JOB A
Lay out the lines of the listing, from the line containing "person on slope -> outlines, every instance" through the line containing "L 171 163 L", as a numbered list, leaving out any blank lines.

SOURCE
● ● ● ●

Eduard Kit No. 84103 – Fw 190 D-11 Weekend Edition

Contents and media:

149 olive coloured plastic parts; 10 clear plastic parts; 1 decal sheet containing markings for 1 aircraft; 1 decal sheet containing sufficient stencils for 2 aircraft.

Scale:

1/48

Price:

USD$22.95 plus shipping available online from Eduard’s website

Review Type:

First Look.

Advantages:

Largely accurate kit of a popular late war Luftwaffe aircraft; price compared to standard Eduard boxing

Disadvantages:

Some minor inaccuracies; minor concerns with decal sheet

Recommendation:

A well-presented, high-quality kit of an interesting subject – highly recommended.


Reviewed by Brad Fallen


Eduard's 1/48 scale Focke-Wulf Fw 190 D-11 is available online from Squadron.com for USD$12.62!
 

Background

 

As one of the rarer, final versions of this iconic late war German fighter, the Focke-Wulf Fw 190D-11 has long been a favorite of Luftwaffe enthusiasts and modelers. Aesthetically, the D-11 was one of the more attractive versions of an already good-looking series, with the removal of the cowling machine guns giving the aircraft a leaner, more streamlined appearance compared to the D-9. You can see what I mean by looking at Eric Duval’s recent build of Eduard’s Fw 190D-11 here.

● ● ● ●

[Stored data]
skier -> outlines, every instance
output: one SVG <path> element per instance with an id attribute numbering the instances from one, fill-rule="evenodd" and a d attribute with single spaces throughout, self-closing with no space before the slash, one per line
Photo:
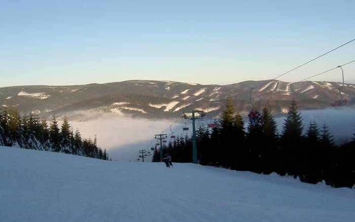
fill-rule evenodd
<path id="1" fill-rule="evenodd" d="M 171 156 L 168 155 L 168 158 L 169 158 L 169 165 L 172 166 L 172 163 L 171 163 Z"/>
<path id="2" fill-rule="evenodd" d="M 254 112 L 254 109 L 252 108 L 252 110 L 249 112 L 248 117 L 249 117 L 249 120 L 250 121 L 251 123 L 252 124 L 252 125 L 254 126 L 255 126 L 255 125 L 256 124 L 256 112 Z"/>
<path id="3" fill-rule="evenodd" d="M 163 158 L 163 161 L 165 163 L 165 165 L 166 165 L 166 167 L 170 168 L 170 164 L 169 164 L 169 158 L 166 156 L 166 155 L 165 156 L 165 157 Z"/>

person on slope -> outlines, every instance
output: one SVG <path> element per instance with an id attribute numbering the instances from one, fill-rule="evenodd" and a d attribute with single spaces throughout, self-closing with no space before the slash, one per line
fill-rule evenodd
<path id="1" fill-rule="evenodd" d="M 172 166 L 172 163 L 171 163 L 171 156 L 168 155 L 168 158 L 169 158 L 169 165 Z"/>
<path id="2" fill-rule="evenodd" d="M 170 164 L 169 164 L 169 158 L 166 156 L 165 156 L 164 158 L 163 158 L 163 161 L 165 163 L 166 167 L 170 168 Z"/>

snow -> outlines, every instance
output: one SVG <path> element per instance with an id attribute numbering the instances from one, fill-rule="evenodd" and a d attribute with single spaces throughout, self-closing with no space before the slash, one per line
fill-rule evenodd
<path id="1" fill-rule="evenodd" d="M 334 88 L 334 87 L 333 86 L 333 85 L 332 85 L 332 84 L 330 83 L 327 83 L 326 82 L 325 82 L 323 83 L 324 84 L 325 86 L 329 89 L 333 89 Z"/>
<path id="2" fill-rule="evenodd" d="M 176 105 L 177 105 L 179 102 L 178 101 L 172 101 L 168 103 L 162 103 L 162 104 L 153 104 L 152 103 L 149 103 L 148 105 L 150 106 L 154 107 L 155 108 L 160 108 L 163 106 L 166 106 L 166 108 L 164 110 L 164 112 L 169 112 L 170 109 L 174 107 Z"/>
<path id="3" fill-rule="evenodd" d="M 128 104 L 129 104 L 129 102 L 114 102 L 113 103 L 112 103 L 112 105 L 127 105 Z"/>
<path id="4" fill-rule="evenodd" d="M 27 93 L 23 91 L 17 93 L 17 95 L 20 96 L 28 96 L 40 99 L 47 99 L 50 96 L 49 95 L 46 95 L 45 93 Z"/>
<path id="5" fill-rule="evenodd" d="M 120 107 L 118 108 L 112 108 L 110 109 L 111 111 L 111 113 L 114 113 L 116 114 L 118 114 L 121 116 L 123 116 L 124 114 L 122 112 L 122 109 L 127 109 L 127 110 L 129 110 L 131 111 L 136 111 L 136 112 L 140 112 L 143 114 L 147 114 L 147 112 L 145 111 L 144 109 L 142 109 L 141 108 L 134 108 L 132 107 L 127 107 L 127 106 L 122 106 L 122 107 Z"/>
<path id="6" fill-rule="evenodd" d="M 301 93 L 303 93 L 304 92 L 307 92 L 308 90 L 310 90 L 311 89 L 314 89 L 314 87 L 312 86 L 311 85 L 306 88 L 304 89 L 303 90 L 301 91 Z"/>
<path id="7" fill-rule="evenodd" d="M 275 82 L 275 85 L 274 85 L 274 86 L 272 87 L 272 89 L 271 89 L 271 91 L 275 91 L 276 89 L 276 88 L 277 87 L 277 85 L 278 85 L 278 82 Z"/>
<path id="8" fill-rule="evenodd" d="M 209 96 L 210 96 L 210 96 L 214 96 L 214 95 L 215 95 L 215 94 L 217 94 L 217 93 L 218 93 L 218 92 L 217 92 L 217 91 L 216 91 L 216 92 L 212 92 L 211 93 L 211 94 L 209 94 Z"/>
<path id="9" fill-rule="evenodd" d="M 198 107 L 198 108 L 196 108 L 196 109 L 202 110 L 203 110 L 203 112 L 205 113 L 208 113 L 208 112 L 211 112 L 212 111 L 218 110 L 220 109 L 220 106 L 212 106 L 212 107 L 209 107 L 208 108 Z"/>
<path id="10" fill-rule="evenodd" d="M 191 90 L 191 89 L 187 89 L 186 90 L 184 90 L 183 91 L 182 91 L 182 92 L 181 92 L 180 94 L 186 94 L 187 93 L 187 92 L 189 91 L 189 90 Z"/>
<path id="11" fill-rule="evenodd" d="M 111 111 L 111 113 L 113 113 L 115 114 L 118 114 L 120 116 L 124 116 L 124 114 L 121 111 L 121 109 L 120 109 L 120 108 L 114 108 L 111 109 L 110 110 Z"/>
<path id="12" fill-rule="evenodd" d="M 187 104 L 183 104 L 183 105 L 181 105 L 181 106 L 178 106 L 178 107 L 176 107 L 176 108 L 175 108 L 175 109 L 174 110 L 174 111 L 173 111 L 173 112 L 175 112 L 179 111 L 179 110 L 180 110 L 180 109 L 181 109 L 182 108 L 185 108 L 185 107 L 191 105 L 192 105 L 192 103 L 187 103 Z"/>
<path id="13" fill-rule="evenodd" d="M 0 147 L 2 221 L 353 221 L 355 192 L 187 163 Z"/>
<path id="14" fill-rule="evenodd" d="M 270 82 L 269 83 L 268 83 L 266 84 L 265 86 L 263 86 L 261 87 L 260 89 L 259 89 L 259 90 L 258 90 L 259 92 L 261 92 L 262 91 L 264 90 L 264 89 L 266 89 L 269 86 L 270 86 L 270 84 L 272 83 L 273 83 L 274 82 Z"/>
<path id="15" fill-rule="evenodd" d="M 128 109 L 128 110 L 131 110 L 131 111 L 136 111 L 136 112 L 140 112 L 140 113 L 141 113 L 143 114 L 147 114 L 147 112 L 146 111 L 145 111 L 144 109 L 142 109 L 139 108 L 133 108 L 132 107 L 123 106 L 123 107 L 121 107 L 121 108 Z"/>
<path id="16" fill-rule="evenodd" d="M 279 86 L 278 88 L 277 89 L 277 91 L 281 91 L 281 92 L 286 92 L 286 93 L 283 93 L 283 95 L 291 95 L 291 93 L 289 92 L 290 91 L 290 85 L 291 85 L 291 83 L 288 83 L 287 86 L 286 86 L 286 89 L 283 90 L 283 89 L 280 89 L 280 87 Z M 284 88 L 285 87 L 282 87 L 282 88 Z"/>
<path id="17" fill-rule="evenodd" d="M 39 109 L 32 110 L 31 111 L 32 114 L 37 114 L 40 115 L 41 114 L 41 110 Z"/>
<path id="18" fill-rule="evenodd" d="M 195 96 L 197 96 L 199 95 L 200 94 L 203 93 L 206 91 L 206 89 L 207 89 L 207 88 L 203 88 L 201 89 L 200 90 L 199 90 L 199 91 L 198 91 L 197 92 L 194 93 L 193 95 Z"/>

● ● ● ●

JOB B
Proceed with the review of the Fw 190 D-11 kit, picking up right after its last sentence.

OUTPUT A
1. person on slope -> outlines, every instance
2. output: one SVG <path> element per instance with an id attribute numbering the instances from one, fill-rule="evenodd" and a d attribute with single spaces throughout, self-closing with no space before the slash, one per line
3. fill-rule evenodd
4. <path id="1" fill-rule="evenodd" d="M 172 166 L 172 163 L 171 163 L 171 156 L 168 155 L 168 158 L 169 158 L 169 165 Z"/>

OUTPUT B
There were many other differences between the D-9 and the D-11, including an improved version of the Jumo 213 engine, different propeller blades and two MK 108 30mm cannon added to the outboard wing positions. For more information on the D-11 I strongly recommend Jerry Crandell’s marvelous The Focke-Wulf Fw 190 Dora Volume Two: Fw 190D-9/D-11/D-13 (Eagle Editions, 2009), which is an absolute one-stop reference shop for late series 190Ds.

 

 

FirstLook

 

This kit contains the same plastic that Eduard first released in its excellent Fw 190D-11/D-13 Dual Combo boxing back in early 2010, and which was reviewed by Brett here.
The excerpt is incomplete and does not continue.